# Written request
Show every line in the records below that contains the word "with", treating uppercase and lowercase as different.

━━ Extracted entries ━━

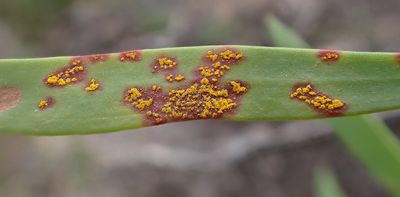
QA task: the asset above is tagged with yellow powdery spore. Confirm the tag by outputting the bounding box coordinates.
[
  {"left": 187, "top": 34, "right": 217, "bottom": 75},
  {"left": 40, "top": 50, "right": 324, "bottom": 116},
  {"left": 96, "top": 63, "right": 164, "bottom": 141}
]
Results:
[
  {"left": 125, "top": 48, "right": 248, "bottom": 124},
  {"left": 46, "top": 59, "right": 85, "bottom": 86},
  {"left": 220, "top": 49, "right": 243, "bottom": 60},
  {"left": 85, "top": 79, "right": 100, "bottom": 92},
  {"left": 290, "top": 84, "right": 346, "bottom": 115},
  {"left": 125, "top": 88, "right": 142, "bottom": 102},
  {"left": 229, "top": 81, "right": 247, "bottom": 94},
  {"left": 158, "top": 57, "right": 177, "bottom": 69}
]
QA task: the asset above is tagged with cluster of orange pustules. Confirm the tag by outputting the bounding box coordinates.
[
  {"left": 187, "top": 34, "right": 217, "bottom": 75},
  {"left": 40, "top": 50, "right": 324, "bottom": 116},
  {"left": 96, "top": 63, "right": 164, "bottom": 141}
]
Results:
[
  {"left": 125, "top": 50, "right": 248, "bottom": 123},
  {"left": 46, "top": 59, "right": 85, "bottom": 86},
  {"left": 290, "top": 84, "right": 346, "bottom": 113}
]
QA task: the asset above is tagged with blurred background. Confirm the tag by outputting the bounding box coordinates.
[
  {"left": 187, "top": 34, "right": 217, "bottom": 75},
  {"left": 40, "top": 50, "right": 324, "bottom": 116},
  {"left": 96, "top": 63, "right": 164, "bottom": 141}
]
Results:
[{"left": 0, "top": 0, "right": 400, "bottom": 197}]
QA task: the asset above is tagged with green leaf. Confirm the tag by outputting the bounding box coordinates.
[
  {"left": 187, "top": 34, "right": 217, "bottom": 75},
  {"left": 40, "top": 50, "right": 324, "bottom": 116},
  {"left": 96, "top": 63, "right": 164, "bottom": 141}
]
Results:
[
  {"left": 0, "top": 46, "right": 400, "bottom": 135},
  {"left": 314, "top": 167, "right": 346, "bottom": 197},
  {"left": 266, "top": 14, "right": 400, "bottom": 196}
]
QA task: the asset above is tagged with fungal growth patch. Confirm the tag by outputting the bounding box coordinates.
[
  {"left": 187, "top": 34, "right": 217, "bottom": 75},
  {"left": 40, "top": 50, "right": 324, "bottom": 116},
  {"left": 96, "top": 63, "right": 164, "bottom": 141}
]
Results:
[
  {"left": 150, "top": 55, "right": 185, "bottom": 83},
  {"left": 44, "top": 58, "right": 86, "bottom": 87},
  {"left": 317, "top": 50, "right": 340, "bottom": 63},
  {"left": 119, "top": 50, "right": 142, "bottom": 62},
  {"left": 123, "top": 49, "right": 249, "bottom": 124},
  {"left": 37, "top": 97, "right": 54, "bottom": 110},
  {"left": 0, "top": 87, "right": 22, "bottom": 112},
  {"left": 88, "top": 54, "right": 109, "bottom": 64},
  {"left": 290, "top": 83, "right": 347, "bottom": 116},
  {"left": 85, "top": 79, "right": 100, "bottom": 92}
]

━━━

# Finished exercise
QA task: the asset above is tagged with yellow powdery spore. Confirm the tag by outputting the bounding box coordinates.
QA task: the asset above is tagged with cluster of orange pustules. Confirm the tag by outputting the bounding box coordinates.
QA task: the asset above is tagged with blurred background. Confirm the tag by outputting the bounding box coordinates.
QA task: the asset above is tagged with green leaf. Confirm the tag by outputting the bounding box coordinates.
QA task: the asset above is tagged with fungal growth patch. Confirm the tag by outputting the bounding box coordinates.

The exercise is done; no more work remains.